=== Request ===
Pick out every line in the records below that contains the string "distant" and copy each one. Matching is case-sensitive.

-=-=-

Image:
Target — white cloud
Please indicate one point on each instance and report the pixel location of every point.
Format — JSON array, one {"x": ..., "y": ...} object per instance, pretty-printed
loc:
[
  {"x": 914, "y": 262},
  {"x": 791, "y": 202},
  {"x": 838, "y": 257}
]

-=-=-

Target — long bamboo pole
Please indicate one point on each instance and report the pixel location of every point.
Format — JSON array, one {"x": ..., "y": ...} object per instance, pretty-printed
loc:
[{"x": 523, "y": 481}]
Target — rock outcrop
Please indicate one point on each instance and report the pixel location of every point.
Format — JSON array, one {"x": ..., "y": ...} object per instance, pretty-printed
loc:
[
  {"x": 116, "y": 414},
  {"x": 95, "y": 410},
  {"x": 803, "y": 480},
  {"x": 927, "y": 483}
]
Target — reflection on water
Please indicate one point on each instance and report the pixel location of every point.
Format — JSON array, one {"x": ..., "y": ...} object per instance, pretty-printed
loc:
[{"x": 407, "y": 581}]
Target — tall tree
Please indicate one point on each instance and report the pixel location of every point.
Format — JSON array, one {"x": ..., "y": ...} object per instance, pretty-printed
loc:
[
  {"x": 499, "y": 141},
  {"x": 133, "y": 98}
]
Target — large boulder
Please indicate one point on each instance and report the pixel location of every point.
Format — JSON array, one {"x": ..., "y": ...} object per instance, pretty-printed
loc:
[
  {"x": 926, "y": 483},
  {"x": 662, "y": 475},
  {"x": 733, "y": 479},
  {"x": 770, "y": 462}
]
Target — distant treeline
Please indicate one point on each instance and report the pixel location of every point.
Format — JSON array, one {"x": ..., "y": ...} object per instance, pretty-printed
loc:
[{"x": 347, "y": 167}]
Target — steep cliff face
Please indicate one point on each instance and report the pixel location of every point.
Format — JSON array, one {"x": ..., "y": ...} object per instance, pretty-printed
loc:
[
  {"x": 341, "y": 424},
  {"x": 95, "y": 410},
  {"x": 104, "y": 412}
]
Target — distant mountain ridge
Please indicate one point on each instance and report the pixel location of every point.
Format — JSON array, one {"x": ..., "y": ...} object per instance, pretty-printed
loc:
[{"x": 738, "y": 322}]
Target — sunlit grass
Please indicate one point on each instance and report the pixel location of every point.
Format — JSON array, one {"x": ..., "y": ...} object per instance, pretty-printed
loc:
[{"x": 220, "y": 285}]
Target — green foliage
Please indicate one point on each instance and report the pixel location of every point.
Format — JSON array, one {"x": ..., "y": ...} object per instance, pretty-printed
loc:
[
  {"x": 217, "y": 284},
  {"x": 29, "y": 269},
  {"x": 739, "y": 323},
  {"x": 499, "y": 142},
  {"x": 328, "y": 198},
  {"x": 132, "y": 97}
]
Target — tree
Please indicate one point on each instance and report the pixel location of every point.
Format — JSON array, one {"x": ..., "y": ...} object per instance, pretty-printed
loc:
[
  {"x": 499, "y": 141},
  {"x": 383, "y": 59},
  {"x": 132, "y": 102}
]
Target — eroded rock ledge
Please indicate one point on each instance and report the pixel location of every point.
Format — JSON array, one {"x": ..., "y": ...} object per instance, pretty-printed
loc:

-=-=-

=== In response ===
Target — distant treeline
Target — distant mountain ridge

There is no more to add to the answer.